### Aim
Reproduce all of the data below word for word, keeping every line unchanged.

### Stored data
"""

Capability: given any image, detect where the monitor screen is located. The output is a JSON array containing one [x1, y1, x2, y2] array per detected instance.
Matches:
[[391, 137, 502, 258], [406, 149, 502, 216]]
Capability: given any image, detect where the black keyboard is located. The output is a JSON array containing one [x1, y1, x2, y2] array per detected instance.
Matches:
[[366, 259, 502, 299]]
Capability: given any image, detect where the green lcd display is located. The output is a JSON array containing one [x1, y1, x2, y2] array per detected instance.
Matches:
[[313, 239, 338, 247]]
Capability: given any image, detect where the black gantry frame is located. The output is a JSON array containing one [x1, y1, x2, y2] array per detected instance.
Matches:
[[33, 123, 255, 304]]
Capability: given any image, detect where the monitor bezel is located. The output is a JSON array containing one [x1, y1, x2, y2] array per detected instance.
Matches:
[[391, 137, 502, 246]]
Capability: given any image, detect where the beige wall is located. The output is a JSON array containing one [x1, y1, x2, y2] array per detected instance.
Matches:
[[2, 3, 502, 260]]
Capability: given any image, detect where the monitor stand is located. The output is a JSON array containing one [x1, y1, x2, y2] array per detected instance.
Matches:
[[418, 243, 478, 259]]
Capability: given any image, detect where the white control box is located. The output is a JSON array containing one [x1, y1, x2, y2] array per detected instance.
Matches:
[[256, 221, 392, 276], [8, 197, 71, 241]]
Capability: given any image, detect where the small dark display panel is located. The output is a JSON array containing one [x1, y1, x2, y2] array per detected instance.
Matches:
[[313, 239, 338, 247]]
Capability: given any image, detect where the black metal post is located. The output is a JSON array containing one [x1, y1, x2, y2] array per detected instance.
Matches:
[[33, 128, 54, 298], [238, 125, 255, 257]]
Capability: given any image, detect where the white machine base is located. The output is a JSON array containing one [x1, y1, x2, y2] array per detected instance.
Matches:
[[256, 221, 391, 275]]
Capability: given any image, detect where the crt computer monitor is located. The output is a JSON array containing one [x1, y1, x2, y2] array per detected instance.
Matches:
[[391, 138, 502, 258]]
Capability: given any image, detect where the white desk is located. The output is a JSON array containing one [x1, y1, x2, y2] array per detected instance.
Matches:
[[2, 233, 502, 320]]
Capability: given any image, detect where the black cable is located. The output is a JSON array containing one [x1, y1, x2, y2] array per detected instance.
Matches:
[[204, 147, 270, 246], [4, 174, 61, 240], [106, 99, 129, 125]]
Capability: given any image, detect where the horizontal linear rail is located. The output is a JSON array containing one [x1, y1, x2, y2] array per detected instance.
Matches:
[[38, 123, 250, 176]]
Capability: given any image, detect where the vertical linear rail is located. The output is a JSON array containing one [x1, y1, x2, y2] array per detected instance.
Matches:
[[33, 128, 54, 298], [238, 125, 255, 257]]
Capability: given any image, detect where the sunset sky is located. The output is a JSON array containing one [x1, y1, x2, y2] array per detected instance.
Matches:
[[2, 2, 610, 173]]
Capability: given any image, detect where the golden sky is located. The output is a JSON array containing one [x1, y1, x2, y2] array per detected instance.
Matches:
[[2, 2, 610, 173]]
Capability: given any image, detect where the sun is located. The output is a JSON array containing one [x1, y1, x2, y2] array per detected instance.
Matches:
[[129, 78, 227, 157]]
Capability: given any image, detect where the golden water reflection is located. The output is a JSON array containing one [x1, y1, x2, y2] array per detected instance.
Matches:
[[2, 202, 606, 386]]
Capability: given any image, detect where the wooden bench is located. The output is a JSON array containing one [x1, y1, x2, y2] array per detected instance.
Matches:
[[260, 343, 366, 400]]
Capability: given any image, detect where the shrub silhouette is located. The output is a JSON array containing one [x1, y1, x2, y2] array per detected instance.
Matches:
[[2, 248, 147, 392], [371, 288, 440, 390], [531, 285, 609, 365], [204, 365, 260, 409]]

"""

### Solution to the exercise
Capability: given any image, detect where the monitor screen is located. The output is a JSON array containing one [x1, y1, x2, y2] array per detected instance.
Matches:
[[391, 137, 502, 258], [406, 149, 502, 216]]
Capability: given any image, detect where the black keyboard is located. The output is a JSON array containing one [x1, y1, x2, y2] array per detected instance.
Matches:
[[366, 259, 502, 299]]
Capability: given any image, detect where the green lcd display is located. The output is a JSON array containing one [x1, y1, x2, y2] array per detected instance.
Matches:
[[313, 239, 338, 247]]
Capability: given any image, detect where the black gantry frame is located. The output is a JSON array containing one [x1, y1, x2, y2] array per detected instance.
Matches:
[[33, 123, 255, 304]]
Capability: given any image, detect where the monitor bezel is located. The output is a JSON array containing one [x1, y1, x2, y2] array per detected instance.
Matches:
[[391, 137, 502, 246]]
Capability: given any image, detect where the beige wall is located. The output is a JSON array containing one [x1, y1, x2, y2] array per detected instance.
Matches:
[[2, 3, 502, 260]]
Capability: given any image, detect where the monitor stand is located. The output is a JSON array containing one [x1, y1, x2, y2] array per detected instance.
Matches:
[[418, 243, 478, 259]]
Capability: given any image, detect where the white control box is located. The output is a JSON array containing one [x1, y1, x2, y2] array per detected instance.
Matches:
[[256, 221, 392, 276], [8, 197, 71, 241]]
Capability: given any image, detect where the small dark display panel is located. The output is a JSON array containing one [x1, y1, x2, y2] array per detected instance.
Matches:
[[313, 239, 338, 247]]
Capability: given any image, detect where the black metal post is located. The output is a JSON array containing one [x1, y1, x2, y2] array per detected instance.
Matches:
[[33, 128, 54, 298], [238, 125, 255, 257]]
Capability: given any image, detect where the white machine base is located. The output is a JSON array containing one [x1, y1, x2, y2] array per detected instance.
Matches:
[[256, 221, 391, 275]]
Capability: given any image, detect where the crt computer monitor is located. The output is a JSON array containing one [x1, y1, x2, y2] array per detected instance.
Matches:
[[391, 138, 502, 258]]
Capability: given any image, detect where the white desk is located. The output is a JSON array containing one [x1, y1, x2, y2] array per detected instance.
Matches:
[[2, 233, 502, 320]]
Capability: given any image, detect where the black cable is located. The output is a JSON array containing one [x1, y1, x2, y2] array per detected instance.
Matches:
[[204, 147, 270, 246], [4, 174, 61, 240], [106, 99, 129, 125]]
Capability: given any image, detect where the horizontal linear rail is located. The output is a JSON array containing one [x1, y1, x2, y2] array per detected instance.
Matches:
[[38, 123, 250, 176]]
Capability: given any image, detect where the vertical linear rail is located. The output is a JSON array containing one [x1, y1, x2, y2] array per detected instance.
Matches:
[[33, 128, 54, 298], [238, 125, 255, 257]]
Capability: given any image, detect where the sunset sky is located. The output is a JSON array containing one [x1, y1, x2, y2] array per detected instance.
Matches:
[[2, 2, 610, 173]]
Capability: given any image, detect where the golden sky is located. The output is a JSON array containing one [x1, y1, x2, y2] array per detected instance.
Matches:
[[2, 2, 610, 173]]
Capability: given any image, detect where the sun is located. The output is a JSON array containing one [x1, y1, x2, y2] array per detected instance.
Matches:
[[129, 78, 227, 157]]
Capability: given any image, detect where the golden water reflection is located. The output is a JSON array containing one [x1, y1, x2, y2] array per detected instance.
Matches:
[[2, 202, 606, 386]]
Capability: given any image, detect where the wooden bench is located. The output is a JSON array containing one [x1, y1, x2, y2] array per detected instance.
Matches:
[[260, 343, 366, 400]]
Capability: given any image, detect where the shrub silhouette is located. The output is a JSON array containing one [x1, y1, x2, y2] array per detected instance.
Matches:
[[2, 248, 147, 392], [371, 288, 440, 390], [531, 285, 609, 365], [204, 365, 260, 409]]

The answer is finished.